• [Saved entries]
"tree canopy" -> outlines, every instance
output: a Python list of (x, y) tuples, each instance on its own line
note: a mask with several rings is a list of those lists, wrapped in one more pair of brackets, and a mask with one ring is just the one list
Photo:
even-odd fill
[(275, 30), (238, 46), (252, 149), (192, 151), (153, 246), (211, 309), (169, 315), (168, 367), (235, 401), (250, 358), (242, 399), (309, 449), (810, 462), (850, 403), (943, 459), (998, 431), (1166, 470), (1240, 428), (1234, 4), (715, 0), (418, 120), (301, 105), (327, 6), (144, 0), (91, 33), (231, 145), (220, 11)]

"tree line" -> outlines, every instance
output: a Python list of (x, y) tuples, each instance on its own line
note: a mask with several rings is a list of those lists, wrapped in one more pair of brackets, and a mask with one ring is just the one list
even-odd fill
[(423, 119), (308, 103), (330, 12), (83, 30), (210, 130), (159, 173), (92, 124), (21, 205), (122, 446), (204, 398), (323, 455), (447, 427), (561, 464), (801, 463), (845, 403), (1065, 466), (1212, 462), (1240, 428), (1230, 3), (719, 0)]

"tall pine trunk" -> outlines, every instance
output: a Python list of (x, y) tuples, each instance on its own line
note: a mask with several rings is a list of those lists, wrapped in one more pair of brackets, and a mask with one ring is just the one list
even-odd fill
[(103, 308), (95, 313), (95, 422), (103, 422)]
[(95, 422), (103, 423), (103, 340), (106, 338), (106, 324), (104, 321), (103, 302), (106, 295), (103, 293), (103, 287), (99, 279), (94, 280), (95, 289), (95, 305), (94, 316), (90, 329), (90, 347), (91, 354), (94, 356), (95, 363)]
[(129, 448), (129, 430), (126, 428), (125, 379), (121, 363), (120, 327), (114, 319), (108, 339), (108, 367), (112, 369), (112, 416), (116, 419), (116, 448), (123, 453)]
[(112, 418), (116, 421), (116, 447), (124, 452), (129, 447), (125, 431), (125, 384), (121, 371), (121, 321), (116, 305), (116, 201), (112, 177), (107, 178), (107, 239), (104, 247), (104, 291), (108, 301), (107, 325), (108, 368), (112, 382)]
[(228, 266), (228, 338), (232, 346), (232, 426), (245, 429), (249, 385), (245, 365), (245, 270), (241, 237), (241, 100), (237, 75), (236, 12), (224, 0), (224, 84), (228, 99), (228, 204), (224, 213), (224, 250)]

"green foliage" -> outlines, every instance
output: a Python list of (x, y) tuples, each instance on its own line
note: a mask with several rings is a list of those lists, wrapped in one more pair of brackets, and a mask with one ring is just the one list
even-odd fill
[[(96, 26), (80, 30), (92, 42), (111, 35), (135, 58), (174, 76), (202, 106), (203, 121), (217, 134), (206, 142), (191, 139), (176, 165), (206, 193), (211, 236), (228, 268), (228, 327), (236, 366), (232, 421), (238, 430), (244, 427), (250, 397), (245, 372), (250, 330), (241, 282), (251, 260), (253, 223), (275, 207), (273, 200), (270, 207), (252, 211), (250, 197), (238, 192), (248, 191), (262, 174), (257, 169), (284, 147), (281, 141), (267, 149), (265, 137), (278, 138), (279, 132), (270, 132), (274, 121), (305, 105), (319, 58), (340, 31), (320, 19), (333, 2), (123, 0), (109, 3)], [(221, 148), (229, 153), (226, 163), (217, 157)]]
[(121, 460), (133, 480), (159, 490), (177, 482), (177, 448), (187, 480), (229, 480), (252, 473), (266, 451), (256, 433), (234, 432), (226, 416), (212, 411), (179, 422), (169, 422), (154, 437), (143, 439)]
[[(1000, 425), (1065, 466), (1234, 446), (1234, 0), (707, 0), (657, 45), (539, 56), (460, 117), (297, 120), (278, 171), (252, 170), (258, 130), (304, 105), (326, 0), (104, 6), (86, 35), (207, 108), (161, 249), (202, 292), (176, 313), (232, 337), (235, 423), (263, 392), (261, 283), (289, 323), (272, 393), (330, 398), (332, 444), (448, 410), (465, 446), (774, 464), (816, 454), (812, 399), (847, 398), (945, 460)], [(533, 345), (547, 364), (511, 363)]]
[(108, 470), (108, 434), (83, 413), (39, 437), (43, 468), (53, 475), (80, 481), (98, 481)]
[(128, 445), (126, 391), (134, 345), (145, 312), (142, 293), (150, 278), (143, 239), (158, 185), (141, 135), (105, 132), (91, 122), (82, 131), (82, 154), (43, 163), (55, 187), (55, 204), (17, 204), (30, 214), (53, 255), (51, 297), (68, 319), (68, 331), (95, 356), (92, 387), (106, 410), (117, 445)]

• [EXERCISE DIRECTIONS] Pull out each record as written and restate it exactly.

• [EXERCISE RESPONSE]
"tree canopy" -> outlines, every instance
output: a Python list of (x, y) tuples, each instance on its own line
note: a mask with several rings is a list of those lists, wrapped in one more pair of brackets, and a mask with one ring is just the one list
Photo:
even-odd fill
[(275, 30), (238, 46), (252, 149), (192, 151), (153, 246), (211, 309), (169, 315), (168, 367), (235, 401), (250, 358), (242, 399), (309, 449), (810, 462), (850, 403), (943, 459), (998, 431), (1166, 470), (1240, 428), (1234, 4), (715, 0), (418, 120), (301, 105), (327, 6), (144, 0), (91, 33), (231, 145), (220, 11)]

"tree line" -> outlines, every instance
output: a Python list of (x, y) tuples, each instance on its own line
note: a mask with several rings is a list of those lists, wrapped in one more pair of brackets, and a mask with one ring is just the one list
even-odd fill
[(423, 119), (308, 103), (330, 12), (83, 30), (210, 130), (159, 173), (92, 124), (21, 205), (122, 446), (204, 398), (323, 455), (447, 427), (561, 464), (801, 463), (845, 403), (1065, 466), (1212, 462), (1240, 428), (1230, 3), (719, 0)]

"tall pine trunk" -> outlines, every instance
output: a Python list of (x, y) tuples, each instance on its own line
note: a mask with several rings is a list of those lists, wrapped in one more pair of brackets, and a mask with one ring is just the one list
even-odd fill
[(103, 308), (95, 313), (95, 422), (103, 422)]
[(95, 422), (103, 423), (103, 340), (106, 338), (106, 324), (104, 321), (103, 302), (106, 295), (103, 293), (103, 287), (99, 279), (94, 280), (95, 289), (95, 305), (94, 316), (90, 329), (90, 347), (91, 354), (94, 356), (95, 363)]
[(129, 448), (129, 430), (126, 428), (125, 379), (121, 363), (120, 327), (114, 319), (108, 339), (108, 367), (112, 369), (112, 416), (116, 419), (116, 448), (123, 453)]
[(112, 418), (116, 421), (116, 447), (124, 452), (129, 447), (125, 431), (125, 384), (121, 371), (121, 321), (116, 305), (116, 201), (112, 177), (107, 178), (107, 239), (104, 247), (104, 291), (108, 301), (107, 325), (108, 368), (112, 382)]
[(228, 266), (228, 338), (232, 346), (232, 426), (245, 429), (249, 385), (245, 365), (245, 270), (241, 237), (241, 100), (237, 75), (236, 12), (224, 0), (224, 84), (228, 99), (228, 204), (224, 213), (224, 250)]

"green foliage" -> outlines, every instance
output: a Python list of (x, y) tuples, each instance on its own line
note: a mask with several rings is a list of those lists, wrapped in one more pair of brackets, and a mask with one ring is just the one list
even-odd fill
[[(96, 26), (80, 30), (92, 42), (111, 35), (135, 58), (174, 76), (202, 106), (203, 121), (217, 134), (206, 142), (191, 139), (176, 165), (206, 193), (211, 236), (228, 268), (228, 327), (236, 366), (232, 421), (238, 430), (244, 427), (250, 397), (245, 372), (250, 330), (241, 282), (251, 260), (253, 223), (275, 207), (273, 200), (270, 207), (252, 211), (250, 197), (238, 192), (248, 191), (262, 174), (257, 169), (284, 147), (281, 141), (267, 149), (265, 137), (278, 138), (279, 132), (270, 132), (274, 121), (305, 105), (319, 58), (340, 31), (320, 19), (333, 2), (123, 0), (109, 3)], [(221, 148), (229, 153), (226, 163), (217, 157)]]
[(121, 460), (133, 480), (159, 490), (177, 482), (177, 448), (187, 480), (229, 480), (252, 473), (266, 451), (256, 433), (234, 432), (226, 416), (212, 411), (179, 422), (169, 422), (154, 437), (143, 439)]
[[(1000, 425), (1065, 466), (1234, 446), (1234, 0), (707, 0), (657, 45), (539, 56), (460, 117), (297, 120), (278, 171), (252, 170), (258, 130), (304, 105), (326, 0), (104, 6), (86, 35), (207, 108), (161, 249), (202, 292), (176, 313), (232, 337), (235, 423), (263, 392), (261, 283), (289, 323), (272, 393), (330, 398), (332, 444), (448, 410), (465, 446), (774, 464), (816, 454), (812, 399), (847, 398), (945, 460)], [(533, 345), (547, 364), (511, 363)]]
[(108, 470), (108, 434), (83, 413), (39, 437), (43, 468), (53, 475), (80, 481), (98, 481)]
[(128, 445), (126, 391), (134, 345), (145, 312), (142, 293), (150, 278), (143, 239), (158, 185), (141, 135), (105, 132), (91, 122), (82, 131), (82, 154), (43, 163), (55, 187), (55, 204), (17, 204), (30, 214), (53, 255), (51, 297), (68, 319), (68, 331), (95, 356), (92, 387), (106, 410), (117, 445)]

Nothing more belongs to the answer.